— start of Provided information —

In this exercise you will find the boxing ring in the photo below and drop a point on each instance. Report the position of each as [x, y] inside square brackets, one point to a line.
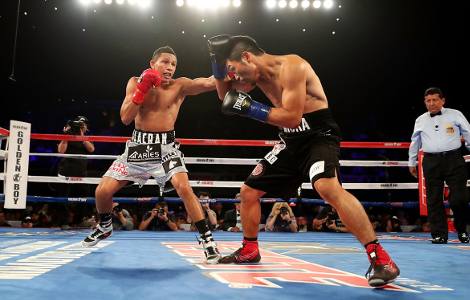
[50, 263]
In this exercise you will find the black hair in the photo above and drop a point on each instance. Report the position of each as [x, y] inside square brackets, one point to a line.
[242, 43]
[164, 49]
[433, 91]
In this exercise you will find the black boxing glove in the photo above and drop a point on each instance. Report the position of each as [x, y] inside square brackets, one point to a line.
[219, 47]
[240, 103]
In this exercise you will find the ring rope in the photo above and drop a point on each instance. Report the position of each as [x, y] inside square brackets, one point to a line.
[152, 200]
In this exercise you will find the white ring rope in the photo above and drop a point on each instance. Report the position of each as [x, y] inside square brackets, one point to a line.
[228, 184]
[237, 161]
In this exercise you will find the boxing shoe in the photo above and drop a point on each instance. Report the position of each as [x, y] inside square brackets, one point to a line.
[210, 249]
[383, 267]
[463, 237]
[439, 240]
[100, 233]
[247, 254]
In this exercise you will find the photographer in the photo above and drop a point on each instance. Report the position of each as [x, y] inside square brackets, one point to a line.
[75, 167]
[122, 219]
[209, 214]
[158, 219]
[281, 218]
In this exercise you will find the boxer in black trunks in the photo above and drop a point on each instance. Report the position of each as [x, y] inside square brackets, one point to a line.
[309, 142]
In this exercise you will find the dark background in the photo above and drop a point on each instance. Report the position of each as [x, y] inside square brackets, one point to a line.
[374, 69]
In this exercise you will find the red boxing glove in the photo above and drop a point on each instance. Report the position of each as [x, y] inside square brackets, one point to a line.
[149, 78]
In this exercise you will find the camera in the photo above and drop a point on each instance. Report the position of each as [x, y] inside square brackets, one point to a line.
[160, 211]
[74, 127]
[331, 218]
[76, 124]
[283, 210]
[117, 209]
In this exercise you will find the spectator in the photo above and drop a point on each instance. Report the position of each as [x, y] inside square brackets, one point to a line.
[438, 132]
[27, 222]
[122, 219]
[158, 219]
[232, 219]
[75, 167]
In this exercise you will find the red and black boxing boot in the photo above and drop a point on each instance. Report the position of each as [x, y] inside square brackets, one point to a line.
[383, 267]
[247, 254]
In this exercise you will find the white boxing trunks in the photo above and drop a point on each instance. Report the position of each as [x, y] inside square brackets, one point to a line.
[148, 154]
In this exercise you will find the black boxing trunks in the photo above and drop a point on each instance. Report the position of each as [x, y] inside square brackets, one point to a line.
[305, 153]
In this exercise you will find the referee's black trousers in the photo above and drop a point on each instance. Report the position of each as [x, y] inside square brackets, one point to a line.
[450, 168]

— end of Provided information —

• [Exercise prompt]: Update the material above by replacing every instance of "drop a point" with "place a marker" and leaving everything else the same. Omit the pictures from your answer.

• [Solution for this exercise]:
In this exercise you will find the boxing ring in the photo below and place a marker on each instance. Report the position of each as [x, y] inside square brackets, one point to a line.
[50, 263]
In this exercise you will find the black hair in the photo above and place a marker on each instance. Report the position of each as [x, y] inside square brackets, one point to a line.
[242, 43]
[164, 49]
[433, 91]
In this exercise you will find the black boxing glove in the photo above and place a marker on each instance. Report the position of each as [x, y] inside square brackets, one point to a line.
[219, 47]
[240, 103]
In this exercise you will find the ring rope in the photo above and place a marker on each instance. Report the position of each as [x, y] inside square brackets, one point to a line.
[152, 200]
In this exercise you will find the white ring rope in the photo above and place a marker on each instance. Report the position of each as [x, y] inside square brackets, one point to a line.
[228, 184]
[237, 161]
In this exercise you will find the boxing shoe in the photo above and place a marker on each instance. Report the position of each as [x, y] inside square brackets, one point to a line.
[210, 249]
[383, 267]
[463, 237]
[439, 240]
[100, 233]
[247, 254]
In this exercise you will find the photographer in the photo above and place a marker on each instance. Report the position of each as [x, y] inside square brackets, one point to a line.
[75, 167]
[122, 219]
[209, 214]
[158, 219]
[281, 218]
In this exercise you will find the boxer in black trunks in the photo above and place a marker on each instance. Report the position of each as [x, y] inside square brackets, one point to a line.
[309, 142]
In this exercise you will find the dark background in the photo above and place a marker on each instance. Report the position of each as [x, y] inside square brackets, one point to a line.
[374, 69]
In this exercise you will find the red boxing glove in the photo above and place a marker on each instance. Report the position of each as [x, y] inside square brackets, one point to a line.
[149, 78]
In this exercise you will find the camera in the photo above and place a marker on each instance. Report the position of each as [x, y] inside square brackets, one point to a line.
[160, 211]
[74, 127]
[331, 218]
[76, 124]
[283, 210]
[117, 209]
In this exercise you will find the spectator in the photo above and place a marker on each instance. Report the position of each as [x, y] inside square brackets, one point to a line.
[438, 132]
[27, 222]
[122, 219]
[158, 219]
[232, 219]
[75, 167]
In this exercise you will find the red and black boxing boot in the photo above and place a marker on each instance. Report the position of each as [x, y] inside square brackets, one point to a line.
[383, 267]
[247, 254]
In this exercise you will find the white boxing trunks in the photo above and place a marker on each instance. Report the position of each as [x, y] inside square brackets, one point to a line.
[148, 154]
In this exercise you will find the black boxing trunks in the photo above and place a marker on each instance. Report the position of each as [x, y] inside square brackets, one point to a line.
[305, 153]
In this exercise you will find the referee's black trousers in the photo above and place a marker on each instance. Report the position of each as [x, y] inside square brackets, one point to a line.
[450, 168]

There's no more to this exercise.